[Data items]

start

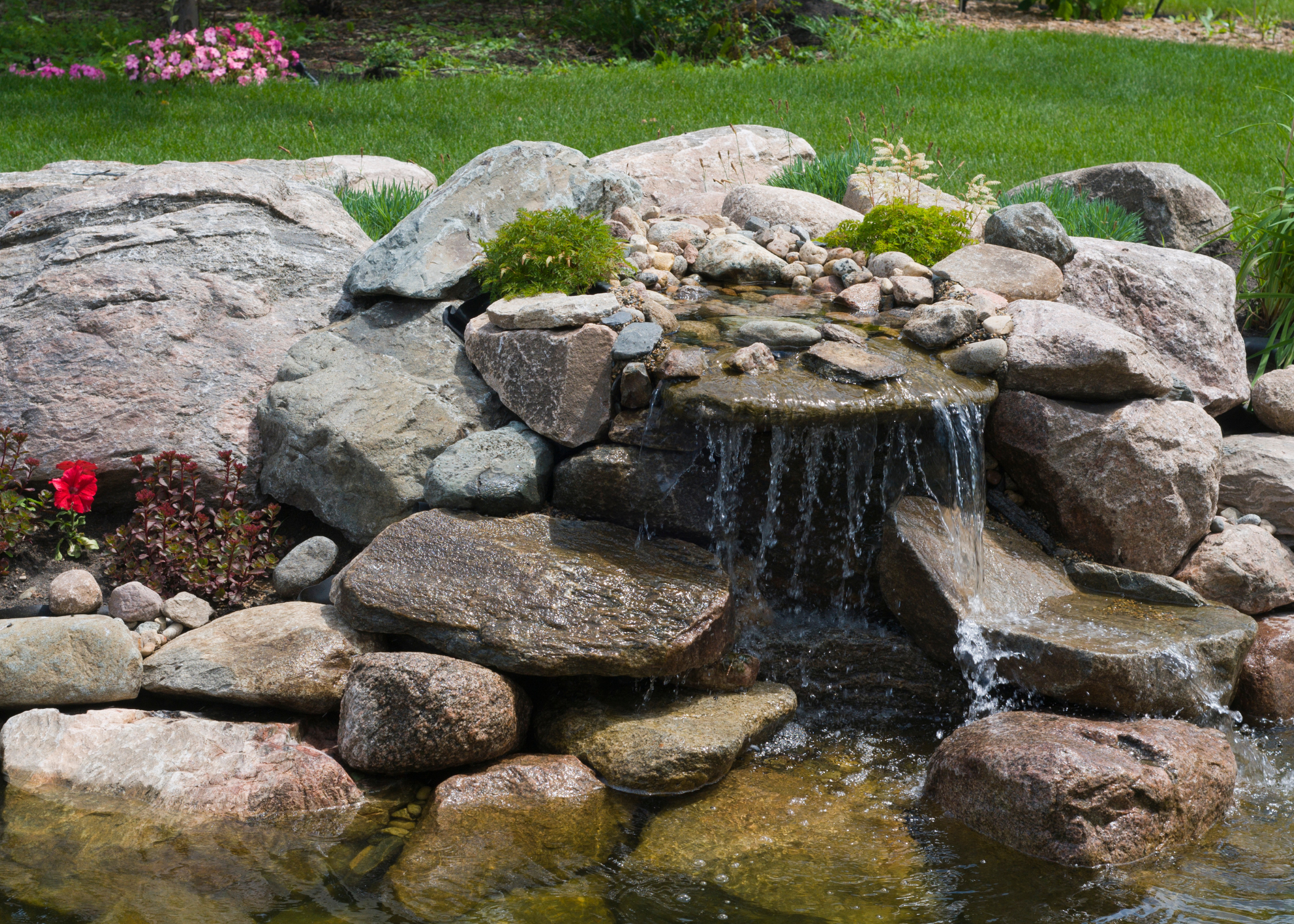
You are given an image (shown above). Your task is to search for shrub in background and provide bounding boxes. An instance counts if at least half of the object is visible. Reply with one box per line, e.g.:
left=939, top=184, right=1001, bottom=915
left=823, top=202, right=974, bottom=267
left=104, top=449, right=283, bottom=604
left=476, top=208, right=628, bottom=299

end
start

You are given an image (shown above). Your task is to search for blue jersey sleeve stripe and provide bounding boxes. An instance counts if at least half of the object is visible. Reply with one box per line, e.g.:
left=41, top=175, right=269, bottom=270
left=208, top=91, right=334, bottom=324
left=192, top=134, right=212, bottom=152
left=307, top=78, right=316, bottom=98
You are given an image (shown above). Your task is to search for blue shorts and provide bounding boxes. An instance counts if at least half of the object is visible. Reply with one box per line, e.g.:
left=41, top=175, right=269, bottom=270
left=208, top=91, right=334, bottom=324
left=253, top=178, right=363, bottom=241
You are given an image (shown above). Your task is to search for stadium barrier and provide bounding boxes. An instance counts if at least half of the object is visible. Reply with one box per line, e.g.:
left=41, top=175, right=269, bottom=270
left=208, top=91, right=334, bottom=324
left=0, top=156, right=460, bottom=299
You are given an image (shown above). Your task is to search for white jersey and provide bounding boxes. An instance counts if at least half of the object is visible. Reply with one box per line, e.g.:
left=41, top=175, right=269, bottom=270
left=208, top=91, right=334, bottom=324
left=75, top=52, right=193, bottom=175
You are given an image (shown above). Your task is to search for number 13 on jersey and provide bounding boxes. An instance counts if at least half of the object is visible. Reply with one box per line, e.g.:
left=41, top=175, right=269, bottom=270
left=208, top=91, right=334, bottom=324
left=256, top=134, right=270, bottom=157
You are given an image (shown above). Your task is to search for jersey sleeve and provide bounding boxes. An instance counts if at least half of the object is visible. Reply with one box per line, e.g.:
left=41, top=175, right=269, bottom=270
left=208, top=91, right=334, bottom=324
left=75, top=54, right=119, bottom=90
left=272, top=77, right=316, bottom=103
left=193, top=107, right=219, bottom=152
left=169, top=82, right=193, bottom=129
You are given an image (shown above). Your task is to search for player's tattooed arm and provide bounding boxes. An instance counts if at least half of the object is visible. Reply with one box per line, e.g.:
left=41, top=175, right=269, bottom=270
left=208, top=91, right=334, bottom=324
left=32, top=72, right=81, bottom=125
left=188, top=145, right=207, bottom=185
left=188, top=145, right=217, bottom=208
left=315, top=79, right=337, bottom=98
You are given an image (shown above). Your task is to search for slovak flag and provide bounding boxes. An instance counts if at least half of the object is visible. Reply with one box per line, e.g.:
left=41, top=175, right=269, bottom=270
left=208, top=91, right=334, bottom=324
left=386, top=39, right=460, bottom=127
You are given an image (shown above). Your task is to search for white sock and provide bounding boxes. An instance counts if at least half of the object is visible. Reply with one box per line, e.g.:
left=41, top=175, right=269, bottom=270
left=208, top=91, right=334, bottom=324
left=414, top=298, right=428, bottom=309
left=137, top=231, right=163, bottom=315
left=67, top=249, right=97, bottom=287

end

| What you should do |
Rewrite the stretch from the line containing "search for stadium" through the line containing "left=256, top=134, right=270, bottom=157", replacing "jersey" with "shirt" and leaving everything else unchanged.

| Finished answer |
You are given an image (shown above). Your task is to search for stadium barrier and provide bounding boxes. An instance counts if at least half of the object is visible. Reply with one box per line, e.g.:
left=41, top=175, right=269, bottom=270
left=208, top=91, right=334, bottom=324
left=0, top=156, right=460, bottom=299
You are given an image (shown above). Your task is to search for white shirt and provide bounding boxes. An instance counts if at least half of the object is visible. Reply with one box per line, e.g.:
left=41, top=175, right=269, bottom=270
left=208, top=91, right=334, bottom=324
left=75, top=52, right=193, bottom=175
You are given an image (shown above). Your task is to search for number 13 on shirt and provide bounding boxes. An instance counts if at least half of the object is visible. Reply with one box per line, e.g.:
left=41, top=175, right=269, bottom=270
left=208, top=91, right=334, bottom=324
left=256, top=134, right=270, bottom=157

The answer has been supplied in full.